■ **TRAVAIL DEMANDÉ**
1. Recopiez mot pour mot le passage du texte sur la Marine et l'Arctique qui commence à « L’intérêt stratégique pour » et se termine à « aériens et sous-marins. ».
2. D'après le texte sur la Marine et l'Arctique, dans quelles mers les marines de l'OTAN ont-elles surtout concentré leurs efforts ?
3. Traduisez en anglais cette phrase du texte sur la Marine et l'Arctique : « La Marine nationale a toujours assuré une présence intermittente mais régulière dans l’océan Arctique. »

■ **TEXTE FOURNI**
---+---
France

Marine

L’intérêt stratégique pour l’Arctique s’est révélé après la Seconde guerre mondiale, par le développement de l’aviation et de la navigation sous-marine qui ont permis de s’affranchir des difficultés de déplacement dans le milieu polaire, puis progressivement d’y déployer des vecteurs de dissuasion aériens et sous-marins.

Les marines de l’OTAN ont alors concentré leurs efforts sur cette zone tampon entre les deux blocs, particulièrement en mers de Norvège et de Barents, principalement pour détecter ou pister les forces soviétiques pendant la Guerre froide.

Le Livre Blanc sur la défense et la sécurité nationale de 2013 rappelle que « la diminution de la superficie des glaces de mer en Arctique n’est pas sans conséquences stratégiques, et la perspective d’une utilisation plus régulière de nouvelles routes maritimes se rapproche ».

La Marine nationale a toujours assuré une présence intermittente mais régulière dans l’océan Arctique. Elle est la seule entité étatique à pouvoir protéger les intérêts nationaux dans ces espaces inhospitaliers et doit, pour ce faire, s’y préparer. Mais les bâtiments de la Marine ne sont actuellement pas conçus ni équipés pour affronter la glace et les équipages sont peu coutumiers des opérations de conduite et d’en­tretien spécifiques à ces régions. A ces latitudes, les cartes marines sont moins précises en raison d’une hydrographie ancienne et incomplète ; les systèmes de positionnement, notamment par satellites, sont moins performants et les moyens de communications traditionnels, par HF ou satellites, sont régulièrement perturbés. D’autres difficultés, mal appréciées à ce jour, se révèleront à l’occasion des déploiements organisés dans la zone. Ces difficultés doivent dans la mesure du possible être identifiées puis étudiées, en amont et in situ par des déploiements à différentes saisons et dans des zones de plus en plus éloignées.
---+---
■ **DONNÉES FOURNIES**
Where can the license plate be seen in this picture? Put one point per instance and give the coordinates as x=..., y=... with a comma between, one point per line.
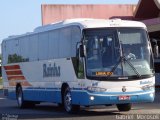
x=124, y=97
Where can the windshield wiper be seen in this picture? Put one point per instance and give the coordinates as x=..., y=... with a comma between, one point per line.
x=131, y=65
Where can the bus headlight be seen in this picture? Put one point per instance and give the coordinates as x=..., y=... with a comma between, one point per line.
x=96, y=89
x=147, y=87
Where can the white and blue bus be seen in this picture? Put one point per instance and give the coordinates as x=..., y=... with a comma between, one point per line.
x=80, y=62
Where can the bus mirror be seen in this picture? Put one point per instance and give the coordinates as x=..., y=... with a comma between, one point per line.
x=81, y=51
x=156, y=51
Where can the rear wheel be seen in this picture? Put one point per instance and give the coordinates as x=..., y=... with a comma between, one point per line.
x=124, y=107
x=67, y=99
x=21, y=102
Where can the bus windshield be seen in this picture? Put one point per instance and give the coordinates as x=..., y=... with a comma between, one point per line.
x=118, y=52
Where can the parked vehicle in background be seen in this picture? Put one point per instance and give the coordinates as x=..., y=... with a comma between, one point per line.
x=80, y=62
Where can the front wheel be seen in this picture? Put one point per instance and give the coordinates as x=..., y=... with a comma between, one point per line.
x=68, y=106
x=124, y=107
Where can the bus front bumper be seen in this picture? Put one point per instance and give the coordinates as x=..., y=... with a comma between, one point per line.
x=89, y=99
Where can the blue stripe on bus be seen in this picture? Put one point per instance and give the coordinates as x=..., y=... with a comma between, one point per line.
x=82, y=97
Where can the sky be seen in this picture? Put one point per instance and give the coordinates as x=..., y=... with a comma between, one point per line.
x=21, y=16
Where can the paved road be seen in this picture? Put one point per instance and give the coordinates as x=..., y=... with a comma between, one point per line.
x=10, y=111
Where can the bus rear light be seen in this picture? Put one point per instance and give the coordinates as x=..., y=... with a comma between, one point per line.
x=96, y=89
x=147, y=87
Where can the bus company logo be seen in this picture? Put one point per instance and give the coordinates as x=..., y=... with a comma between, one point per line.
x=51, y=70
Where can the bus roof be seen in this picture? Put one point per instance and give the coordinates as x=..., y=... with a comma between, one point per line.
x=84, y=23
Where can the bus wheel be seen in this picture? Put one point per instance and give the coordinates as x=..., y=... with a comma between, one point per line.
x=68, y=106
x=124, y=107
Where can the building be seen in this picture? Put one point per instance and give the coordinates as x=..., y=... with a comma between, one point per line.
x=147, y=11
x=54, y=13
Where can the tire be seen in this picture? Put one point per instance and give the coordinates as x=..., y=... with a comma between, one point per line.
x=21, y=102
x=124, y=107
x=67, y=99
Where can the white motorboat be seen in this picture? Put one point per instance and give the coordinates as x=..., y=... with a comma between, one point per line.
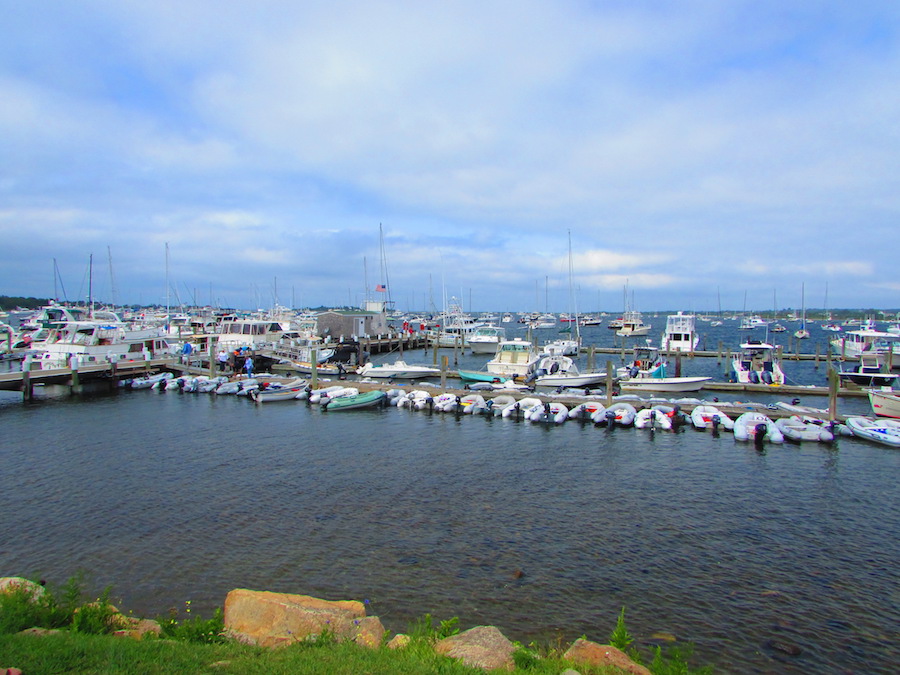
x=853, y=343
x=561, y=371
x=514, y=358
x=754, y=426
x=648, y=371
x=755, y=364
x=709, y=417
x=551, y=412
x=486, y=339
x=279, y=392
x=94, y=342
x=633, y=325
x=795, y=428
x=886, y=432
x=680, y=334
x=885, y=402
x=868, y=373
x=398, y=370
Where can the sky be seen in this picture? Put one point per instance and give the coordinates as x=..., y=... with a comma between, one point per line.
x=691, y=155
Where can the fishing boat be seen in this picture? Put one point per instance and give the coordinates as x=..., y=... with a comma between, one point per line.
x=368, y=399
x=561, y=371
x=486, y=339
x=397, y=370
x=886, y=432
x=868, y=373
x=633, y=325
x=648, y=371
x=94, y=342
x=755, y=364
x=680, y=334
x=885, y=402
x=755, y=426
x=514, y=358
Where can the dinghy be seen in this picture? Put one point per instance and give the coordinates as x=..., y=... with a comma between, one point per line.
x=754, y=426
x=796, y=429
x=369, y=399
x=709, y=417
x=884, y=431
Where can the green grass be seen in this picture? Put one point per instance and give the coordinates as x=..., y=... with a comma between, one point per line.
x=191, y=644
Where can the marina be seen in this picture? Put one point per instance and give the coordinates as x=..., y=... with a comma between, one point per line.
x=542, y=524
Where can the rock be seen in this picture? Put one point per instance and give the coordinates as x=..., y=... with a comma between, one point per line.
x=12, y=584
x=136, y=628
x=398, y=641
x=40, y=632
x=273, y=619
x=585, y=652
x=480, y=647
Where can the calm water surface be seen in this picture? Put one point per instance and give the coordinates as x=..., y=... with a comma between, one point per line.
x=538, y=530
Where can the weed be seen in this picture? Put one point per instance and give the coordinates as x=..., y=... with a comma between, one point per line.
x=620, y=637
x=194, y=628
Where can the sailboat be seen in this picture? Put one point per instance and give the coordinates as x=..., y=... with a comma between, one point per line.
x=802, y=333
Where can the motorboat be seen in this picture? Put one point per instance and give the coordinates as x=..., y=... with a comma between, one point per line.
x=886, y=432
x=368, y=399
x=398, y=370
x=633, y=325
x=561, y=371
x=551, y=412
x=655, y=417
x=517, y=409
x=854, y=343
x=94, y=342
x=486, y=339
x=868, y=373
x=710, y=417
x=797, y=429
x=514, y=358
x=755, y=364
x=752, y=322
x=620, y=413
x=648, y=371
x=757, y=427
x=680, y=334
x=884, y=402
x=274, y=391
x=586, y=410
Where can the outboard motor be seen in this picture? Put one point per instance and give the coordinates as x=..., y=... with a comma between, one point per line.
x=759, y=435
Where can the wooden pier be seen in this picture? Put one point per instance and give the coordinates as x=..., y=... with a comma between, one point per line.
x=76, y=377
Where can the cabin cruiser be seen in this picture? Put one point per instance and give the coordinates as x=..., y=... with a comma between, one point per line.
x=681, y=333
x=514, y=358
x=755, y=364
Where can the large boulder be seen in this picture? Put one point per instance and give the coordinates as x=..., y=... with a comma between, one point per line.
x=585, y=652
x=480, y=647
x=274, y=619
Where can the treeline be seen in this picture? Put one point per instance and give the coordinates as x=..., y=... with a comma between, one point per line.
x=8, y=302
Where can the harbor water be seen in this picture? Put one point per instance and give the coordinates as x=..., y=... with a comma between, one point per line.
x=777, y=560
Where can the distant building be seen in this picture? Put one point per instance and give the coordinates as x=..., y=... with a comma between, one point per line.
x=352, y=322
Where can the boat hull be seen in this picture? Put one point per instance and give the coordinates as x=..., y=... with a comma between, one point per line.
x=664, y=384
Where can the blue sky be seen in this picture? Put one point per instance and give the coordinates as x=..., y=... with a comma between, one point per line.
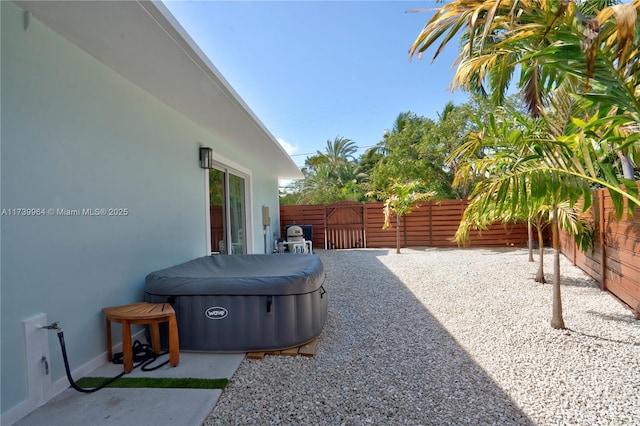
x=314, y=70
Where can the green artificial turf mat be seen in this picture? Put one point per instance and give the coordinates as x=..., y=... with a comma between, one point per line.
x=144, y=382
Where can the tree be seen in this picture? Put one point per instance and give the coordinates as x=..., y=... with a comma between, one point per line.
x=411, y=151
x=401, y=199
x=545, y=41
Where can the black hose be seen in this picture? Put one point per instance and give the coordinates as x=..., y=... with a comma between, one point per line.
x=148, y=357
x=66, y=368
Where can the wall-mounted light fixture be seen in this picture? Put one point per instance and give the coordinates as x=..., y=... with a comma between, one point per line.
x=206, y=158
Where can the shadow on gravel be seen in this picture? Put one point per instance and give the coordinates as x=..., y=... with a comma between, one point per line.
x=603, y=339
x=390, y=361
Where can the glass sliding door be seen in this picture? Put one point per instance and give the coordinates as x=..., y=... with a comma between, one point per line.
x=217, y=207
x=228, y=215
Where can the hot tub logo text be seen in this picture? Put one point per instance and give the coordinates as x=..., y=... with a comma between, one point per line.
x=216, y=312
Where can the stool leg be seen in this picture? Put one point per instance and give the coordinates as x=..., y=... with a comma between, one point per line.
x=109, y=347
x=127, y=349
x=174, y=344
x=155, y=336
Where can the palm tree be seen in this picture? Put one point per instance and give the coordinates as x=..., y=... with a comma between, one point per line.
x=546, y=39
x=401, y=199
x=339, y=151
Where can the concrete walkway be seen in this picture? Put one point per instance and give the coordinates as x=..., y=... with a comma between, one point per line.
x=118, y=406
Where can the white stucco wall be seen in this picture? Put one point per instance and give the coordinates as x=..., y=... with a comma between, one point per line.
x=76, y=135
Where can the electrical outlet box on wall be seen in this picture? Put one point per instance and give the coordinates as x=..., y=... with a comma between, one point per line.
x=38, y=359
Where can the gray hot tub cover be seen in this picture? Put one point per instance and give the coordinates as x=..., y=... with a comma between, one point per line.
x=255, y=274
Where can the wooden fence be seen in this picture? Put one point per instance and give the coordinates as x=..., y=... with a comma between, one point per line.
x=614, y=260
x=348, y=224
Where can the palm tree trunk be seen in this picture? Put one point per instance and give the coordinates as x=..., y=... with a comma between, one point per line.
x=397, y=233
x=540, y=274
x=556, y=320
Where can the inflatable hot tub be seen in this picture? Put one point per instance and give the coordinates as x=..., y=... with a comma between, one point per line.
x=243, y=303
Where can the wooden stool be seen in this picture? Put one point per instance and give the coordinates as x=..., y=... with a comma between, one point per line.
x=143, y=313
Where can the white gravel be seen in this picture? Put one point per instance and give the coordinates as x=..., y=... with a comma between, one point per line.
x=449, y=336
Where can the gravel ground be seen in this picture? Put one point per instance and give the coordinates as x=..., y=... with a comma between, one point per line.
x=449, y=336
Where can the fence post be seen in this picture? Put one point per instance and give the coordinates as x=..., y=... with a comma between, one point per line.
x=603, y=249
x=430, y=223
x=364, y=224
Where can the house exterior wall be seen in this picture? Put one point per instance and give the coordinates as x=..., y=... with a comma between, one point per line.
x=78, y=137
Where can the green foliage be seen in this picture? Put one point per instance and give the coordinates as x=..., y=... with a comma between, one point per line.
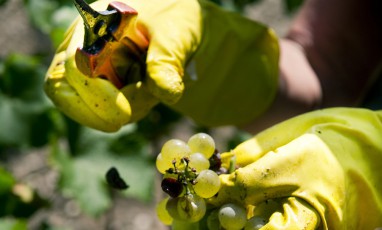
x=24, y=108
x=83, y=170
x=292, y=5
x=13, y=224
x=16, y=199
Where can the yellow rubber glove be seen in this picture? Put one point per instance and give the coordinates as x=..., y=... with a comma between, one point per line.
x=318, y=170
x=233, y=65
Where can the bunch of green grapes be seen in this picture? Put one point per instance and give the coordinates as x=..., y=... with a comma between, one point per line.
x=190, y=176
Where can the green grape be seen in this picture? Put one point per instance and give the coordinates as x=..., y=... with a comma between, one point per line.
x=184, y=225
x=202, y=143
x=162, y=212
x=199, y=162
x=255, y=223
x=207, y=184
x=190, y=208
x=232, y=216
x=175, y=149
x=162, y=165
x=213, y=220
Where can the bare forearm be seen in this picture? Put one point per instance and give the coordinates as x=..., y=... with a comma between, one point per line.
x=342, y=41
x=329, y=58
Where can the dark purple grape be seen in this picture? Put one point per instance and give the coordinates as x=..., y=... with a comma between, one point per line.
x=172, y=187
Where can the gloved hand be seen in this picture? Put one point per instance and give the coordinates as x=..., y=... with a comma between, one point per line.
x=232, y=61
x=318, y=170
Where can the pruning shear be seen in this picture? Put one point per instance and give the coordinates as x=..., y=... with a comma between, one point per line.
x=113, y=48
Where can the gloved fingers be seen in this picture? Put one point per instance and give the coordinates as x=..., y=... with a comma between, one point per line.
x=304, y=168
x=285, y=213
x=174, y=37
x=141, y=101
x=69, y=101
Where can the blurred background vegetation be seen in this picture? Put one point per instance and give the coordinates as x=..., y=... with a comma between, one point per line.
x=52, y=169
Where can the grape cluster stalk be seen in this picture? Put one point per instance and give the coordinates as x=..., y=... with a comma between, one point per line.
x=190, y=177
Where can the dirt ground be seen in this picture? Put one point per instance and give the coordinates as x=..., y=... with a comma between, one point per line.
x=126, y=214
---+---
■ **RÉPONSES**
1.
L’intérêt stratégique pour l’Arctique s’est révélé après la Seconde guerre mondiale, par le développement de l’aviation et de la navigation sous-marine qui ont permis de s’affranchir des difficultés de déplacement dans le milieu polaire, puis progressivement d’y déployer des vecteurs de dissuasion aériens et sous-marins.

2. Dans les mers de Norvège et de Barents.

3. The French Navy has always maintained an intermittent but regular presence in the Arctic Ocean.